Rewrite the items below, switching each occurrence of "woman with glasses" to "person wearing glasses" and keeping everything else unchanged.

(Dataset rows)
□ □ □ □ □
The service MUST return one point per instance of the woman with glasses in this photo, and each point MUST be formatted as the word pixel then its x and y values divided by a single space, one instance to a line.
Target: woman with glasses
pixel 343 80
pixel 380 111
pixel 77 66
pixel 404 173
□ □ □ □ □
**Answer to this problem**
The service MUST return one point per instance of the person wearing glasses in this photo, and each point MUST be formatted as the word pixel then its x and y values divided by a single space, one instance to a line.
Target: person wearing glasses
pixel 343 80
pixel 380 111
pixel 77 66
pixel 404 173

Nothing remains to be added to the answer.